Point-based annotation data
#####
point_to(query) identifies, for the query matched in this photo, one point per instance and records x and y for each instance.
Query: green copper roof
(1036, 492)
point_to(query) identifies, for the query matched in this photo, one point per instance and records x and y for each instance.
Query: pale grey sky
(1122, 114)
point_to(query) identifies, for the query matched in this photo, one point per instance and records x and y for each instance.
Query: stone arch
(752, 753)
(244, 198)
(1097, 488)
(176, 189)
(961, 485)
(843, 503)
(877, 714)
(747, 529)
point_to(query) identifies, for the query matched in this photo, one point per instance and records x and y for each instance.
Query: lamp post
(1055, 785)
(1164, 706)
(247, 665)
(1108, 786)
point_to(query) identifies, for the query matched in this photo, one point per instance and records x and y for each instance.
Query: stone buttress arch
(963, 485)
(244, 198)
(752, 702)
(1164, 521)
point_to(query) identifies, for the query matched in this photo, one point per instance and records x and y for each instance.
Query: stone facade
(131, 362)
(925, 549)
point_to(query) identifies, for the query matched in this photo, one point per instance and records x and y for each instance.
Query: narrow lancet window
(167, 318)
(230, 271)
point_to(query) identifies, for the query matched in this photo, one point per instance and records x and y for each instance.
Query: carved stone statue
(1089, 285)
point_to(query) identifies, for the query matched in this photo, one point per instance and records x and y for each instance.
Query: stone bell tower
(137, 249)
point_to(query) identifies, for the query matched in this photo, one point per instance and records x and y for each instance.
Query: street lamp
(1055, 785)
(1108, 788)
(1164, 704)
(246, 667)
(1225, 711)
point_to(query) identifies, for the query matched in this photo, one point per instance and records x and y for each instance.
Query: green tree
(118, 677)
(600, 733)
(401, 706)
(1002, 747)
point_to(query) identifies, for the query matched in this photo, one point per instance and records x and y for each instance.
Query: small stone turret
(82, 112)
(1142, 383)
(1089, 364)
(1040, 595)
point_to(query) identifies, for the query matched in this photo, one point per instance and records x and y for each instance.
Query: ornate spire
#####
▸ WRITTEN REQUEST: Reproduce the entire listing above word for word, keeping every line unchanged.

▸ ANSWER TO THE PROBLEM:
point_to(query) identifies, for the query matched in this photo, one point per instance and records x and y for each instance.
Query: green copper roof
(1036, 492)
point_to(query) identifies, for the query matched in this photo, one point per instance and records x and y for each instance.
Query: pale grey sky
(1122, 114)
point_to(query) identifies, for the query matched in this photo, one point per instance and records x and y for each instance.
Query: stone arch
(752, 753)
(244, 198)
(1097, 488)
(176, 189)
(961, 485)
(843, 503)
(877, 714)
(747, 529)
point_to(query) identifies, for the query matched in this photo, one point per instance and records x and y for each instance.
Query: lamp post
(1055, 785)
(1164, 706)
(247, 665)
(1108, 786)
point_to(query) identifies, for the query matched in this photo, one point per instance and records x and y for each instance.
Query: stone buttress arch
(963, 485)
(244, 198)
(752, 702)
(1164, 521)
point_to(query) identifies, for the query matched in this photo, one point per instance and records x and y for each instance.
Query: stone facade
(131, 362)
(925, 549)
point_to(query) identifies, for the query matched in this photo, one point per instance and records x and y for each instance.
Query: narrow lancet window
(167, 318)
(230, 271)
point_to(query) identifies, for the query matched in this photo, one point per instance and records x and y for each instance.
Query: carved stone statue
(1089, 285)
point_to(query) identifies, for the query matched in this photo, one point per instance and records x and y for each instance.
Query: stone bell tower
(137, 249)
point_to(query) identifies, for the query matched in this photo, one point per instance and records x and y for each instance.
Query: street lamp
(1055, 785)
(1108, 788)
(1164, 704)
(246, 667)
(1225, 711)
point_to(query) identifies, for the query matched in this photo, one point per instance and records x and y for each instance.
Query: green tree
(118, 677)
(600, 733)
(401, 706)
(1002, 747)
point_to(query) identifies, for the query matched in this photo, one point per instance and records x and y for each instance.
Query: small stone turret
(82, 112)
(1142, 383)
(1089, 364)
(1040, 595)
point_to(query) identifies, for the query matched in this photo, one point per instance and records x and y for each instance.
Query: ornate spire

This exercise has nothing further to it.